**DATA PROVIDED:**
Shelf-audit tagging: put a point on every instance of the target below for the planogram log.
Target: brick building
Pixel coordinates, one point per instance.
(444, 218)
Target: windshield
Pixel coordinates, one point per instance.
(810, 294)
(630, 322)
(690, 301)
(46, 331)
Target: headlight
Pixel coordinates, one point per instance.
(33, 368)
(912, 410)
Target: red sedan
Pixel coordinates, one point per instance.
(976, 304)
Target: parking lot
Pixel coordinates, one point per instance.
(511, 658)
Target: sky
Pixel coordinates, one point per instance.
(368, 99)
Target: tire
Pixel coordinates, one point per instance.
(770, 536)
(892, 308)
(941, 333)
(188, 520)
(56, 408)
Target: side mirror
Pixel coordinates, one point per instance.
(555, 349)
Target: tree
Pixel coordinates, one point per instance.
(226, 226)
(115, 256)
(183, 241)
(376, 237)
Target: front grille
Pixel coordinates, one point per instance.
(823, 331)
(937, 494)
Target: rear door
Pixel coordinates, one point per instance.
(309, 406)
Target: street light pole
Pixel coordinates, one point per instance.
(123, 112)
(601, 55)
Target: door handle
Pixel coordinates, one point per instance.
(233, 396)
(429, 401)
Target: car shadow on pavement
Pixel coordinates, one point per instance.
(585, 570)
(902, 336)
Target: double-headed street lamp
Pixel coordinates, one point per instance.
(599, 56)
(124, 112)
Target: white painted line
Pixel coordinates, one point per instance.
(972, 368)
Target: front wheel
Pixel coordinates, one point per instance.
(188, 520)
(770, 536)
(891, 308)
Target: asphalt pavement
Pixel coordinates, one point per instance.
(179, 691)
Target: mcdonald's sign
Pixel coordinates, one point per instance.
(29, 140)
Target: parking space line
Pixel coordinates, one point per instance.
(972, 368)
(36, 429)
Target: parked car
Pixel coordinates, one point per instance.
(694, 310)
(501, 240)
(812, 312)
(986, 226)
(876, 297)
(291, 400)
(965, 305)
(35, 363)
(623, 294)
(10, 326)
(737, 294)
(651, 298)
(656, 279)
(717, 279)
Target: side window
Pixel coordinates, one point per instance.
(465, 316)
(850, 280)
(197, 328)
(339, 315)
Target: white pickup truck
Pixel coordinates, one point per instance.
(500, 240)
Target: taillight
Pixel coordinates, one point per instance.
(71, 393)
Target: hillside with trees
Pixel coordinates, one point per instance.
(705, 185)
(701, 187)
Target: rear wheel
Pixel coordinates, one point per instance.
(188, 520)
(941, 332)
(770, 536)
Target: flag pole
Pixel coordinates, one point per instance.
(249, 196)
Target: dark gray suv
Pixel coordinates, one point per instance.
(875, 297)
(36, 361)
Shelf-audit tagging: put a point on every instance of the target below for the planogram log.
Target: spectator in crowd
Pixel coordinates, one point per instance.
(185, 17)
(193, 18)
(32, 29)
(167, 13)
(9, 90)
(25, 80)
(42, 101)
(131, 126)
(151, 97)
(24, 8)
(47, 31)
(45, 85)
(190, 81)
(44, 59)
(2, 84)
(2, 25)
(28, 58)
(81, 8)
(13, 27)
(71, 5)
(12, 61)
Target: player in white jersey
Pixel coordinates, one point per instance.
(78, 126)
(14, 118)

**OBJECTIVE:** Return all of the records above verbatim, line for line, adding nothing and leaving nothing out.

**REPLY TO THE TASK:**
Shelf-audit tagging: put a point on every instance of the target below for the planogram log.
Target: brick building
Pixel coordinates, one point per instance.
(444, 218)
Target: windshield
Pixel coordinates, one point per instance.
(810, 294)
(630, 322)
(690, 301)
(46, 331)
Target: headlight
Pixel coordinates, one point per instance.
(33, 368)
(912, 410)
Target: red sedan
Pixel coordinates, one point per instance.
(976, 304)
Target: parking lot
Pixel coordinates, one point per instance.
(511, 658)
Target: sky
Pixel coordinates, one point per instance.
(368, 99)
Target: tire
Pixel coordinates, one point per instance.
(770, 536)
(892, 308)
(941, 333)
(188, 520)
(56, 408)
Target: side mirror
Pixel coordinates, one point per instance.
(555, 349)
Target: tree
Pixel coordinates, one point per instance.
(226, 226)
(115, 256)
(183, 241)
(376, 237)
Target: front grille
Pixel coordinates, one point per instance.
(823, 331)
(937, 494)
Target: rear door
Pixel coordinates, one point per instance.
(309, 406)
Target: street light pole
Pixel coordinates, one point per instance.
(123, 112)
(601, 55)
Target: door handle
Pixel coordinates, one point per instance.
(233, 396)
(429, 401)
Target: car shadow on pavement
Pixel coordinates, one point per instance.
(585, 570)
(902, 336)
Target: double-headed street lamp
Pixel coordinates, one point per instance.
(599, 56)
(124, 112)
Target: white painted line
Pixel coordinates, one point per instance.
(972, 368)
Target: front wheel
Pixel coordinates, one point per instance.
(188, 520)
(770, 536)
(891, 308)
Target: asphalt pavement
Pixel coordinates, one point per instance.
(179, 691)
Target: mcdonald's sign
Pixel coordinates, one point per instance.
(29, 140)
Target: parking space line
Pixel coordinates, one point per instance.
(972, 368)
(36, 429)
Target: parked car
Pixel coordinates, one point per instance.
(694, 310)
(501, 240)
(812, 312)
(986, 226)
(876, 297)
(291, 400)
(965, 305)
(35, 363)
(623, 294)
(10, 326)
(737, 294)
(651, 298)
(656, 279)
(717, 279)
Target: side window
Pixel coordinates, one point per instance.
(465, 316)
(850, 280)
(197, 328)
(339, 315)
Target: white pickup truck
Pixel coordinates, one point per instance.
(500, 240)
Target: taillight
Pixel coordinates, one point per instance.
(71, 393)
Target: hillside with trees
Pixel coordinates, one point per instance.
(705, 185)
(701, 187)
Target: rear wheel
Pixel coordinates, one point per instance.
(188, 520)
(941, 332)
(770, 536)
Target: flag pole
Pixel coordinates, one point per instance.
(249, 196)
Target: dark gray suv
Pixel coordinates, one point per instance.
(875, 297)
(36, 361)
Shelf-audit tagging: put a point on every instance of the target below for the planogram log.
Target: spectator in crowd
Pixel coordinates, one point per instance.
(185, 17)
(193, 18)
(32, 29)
(167, 13)
(9, 90)
(25, 80)
(42, 101)
(131, 126)
(151, 97)
(24, 8)
(47, 31)
(45, 85)
(190, 81)
(44, 59)
(2, 84)
(2, 25)
(28, 58)
(81, 8)
(13, 27)
(71, 5)
(12, 61)
Target: player in white jersey
Pixel coordinates, one point per instance.
(78, 126)
(14, 118)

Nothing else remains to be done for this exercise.